* _WHAT IS NEEDED_
Starting at the top line, return each entry word for word.

:: RECORDS FOR PROCESSING

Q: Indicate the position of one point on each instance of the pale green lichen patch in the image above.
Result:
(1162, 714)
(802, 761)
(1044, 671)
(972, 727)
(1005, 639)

::::

* _SOLUTION_
Q: Indicate the position of one point on each instance of the pale green lichen patch in the image above.
Result:
(1162, 714)
(802, 761)
(1044, 671)
(972, 727)
(1005, 639)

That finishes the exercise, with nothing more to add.